** BEGIN DATASET EXTRACT **

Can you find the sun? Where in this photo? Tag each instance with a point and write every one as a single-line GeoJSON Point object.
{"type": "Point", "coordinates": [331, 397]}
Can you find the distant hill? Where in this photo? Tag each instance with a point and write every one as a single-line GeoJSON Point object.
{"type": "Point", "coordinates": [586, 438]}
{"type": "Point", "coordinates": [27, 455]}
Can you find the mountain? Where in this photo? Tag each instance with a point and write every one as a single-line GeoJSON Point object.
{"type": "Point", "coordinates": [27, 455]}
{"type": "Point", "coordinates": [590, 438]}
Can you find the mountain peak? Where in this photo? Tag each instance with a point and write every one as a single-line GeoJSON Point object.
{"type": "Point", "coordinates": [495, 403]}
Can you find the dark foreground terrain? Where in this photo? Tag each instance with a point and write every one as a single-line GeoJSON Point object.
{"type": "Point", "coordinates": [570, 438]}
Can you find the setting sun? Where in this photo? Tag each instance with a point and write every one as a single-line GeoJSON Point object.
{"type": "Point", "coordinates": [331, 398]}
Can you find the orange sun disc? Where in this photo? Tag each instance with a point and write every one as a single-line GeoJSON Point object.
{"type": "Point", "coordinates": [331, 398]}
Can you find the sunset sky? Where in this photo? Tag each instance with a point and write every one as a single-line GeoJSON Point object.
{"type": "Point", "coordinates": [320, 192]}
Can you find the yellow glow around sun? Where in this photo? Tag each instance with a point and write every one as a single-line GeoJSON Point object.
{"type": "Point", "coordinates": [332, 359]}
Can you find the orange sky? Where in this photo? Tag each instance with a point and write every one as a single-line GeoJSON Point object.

** END DATASET EXTRACT **

- DIRECTIVE
Send back every record, precisely as written.

- WRITTEN RESPONSE
Can you find the sun? Where in this photo? Tag each instance with a point and write every one as a single-line GeoJSON Point object.
{"type": "Point", "coordinates": [331, 397]}
Can you find the distant hill? Where in this photo? Tag each instance with a point and write every one as a single-line GeoJSON Point object.
{"type": "Point", "coordinates": [586, 438]}
{"type": "Point", "coordinates": [27, 455]}
Can you find the mountain? Where in this photo? Tag each instance with a point and write every one as a single-line GeoJSON Point object.
{"type": "Point", "coordinates": [27, 455]}
{"type": "Point", "coordinates": [590, 438]}
Can you find the mountain peak? Where in this photo? Tag each instance with a point and write every one as a single-line GeoJSON Point object.
{"type": "Point", "coordinates": [495, 403]}
Can you find the dark foreground terrain? Where in this photo? Tag each instance with a point and write every one as a single-line GeoJSON Point object.
{"type": "Point", "coordinates": [570, 438]}
Can you find the setting sun? Where in this photo? Tag each instance with a point and write every one as a single-line GeoJSON Point object.
{"type": "Point", "coordinates": [331, 398]}
Can you find the orange sun disc? Where in this photo? Tag each instance with a point and write every one as a single-line GeoJSON Point object.
{"type": "Point", "coordinates": [331, 398]}
Can you find the sunset sky? Where in this photo? Tag each instance with a point and write every one as a single-line GeoJSON Point object.
{"type": "Point", "coordinates": [320, 192]}
Can you find the yellow glow around sun? Where in this photo? Tag each instance with a point and write every one as a single-line GeoJSON Point object.
{"type": "Point", "coordinates": [332, 359]}
Can you find the orange sky? Where in this photo? Tag each instance with a point and write every one as a single-line GeoJSON Point object.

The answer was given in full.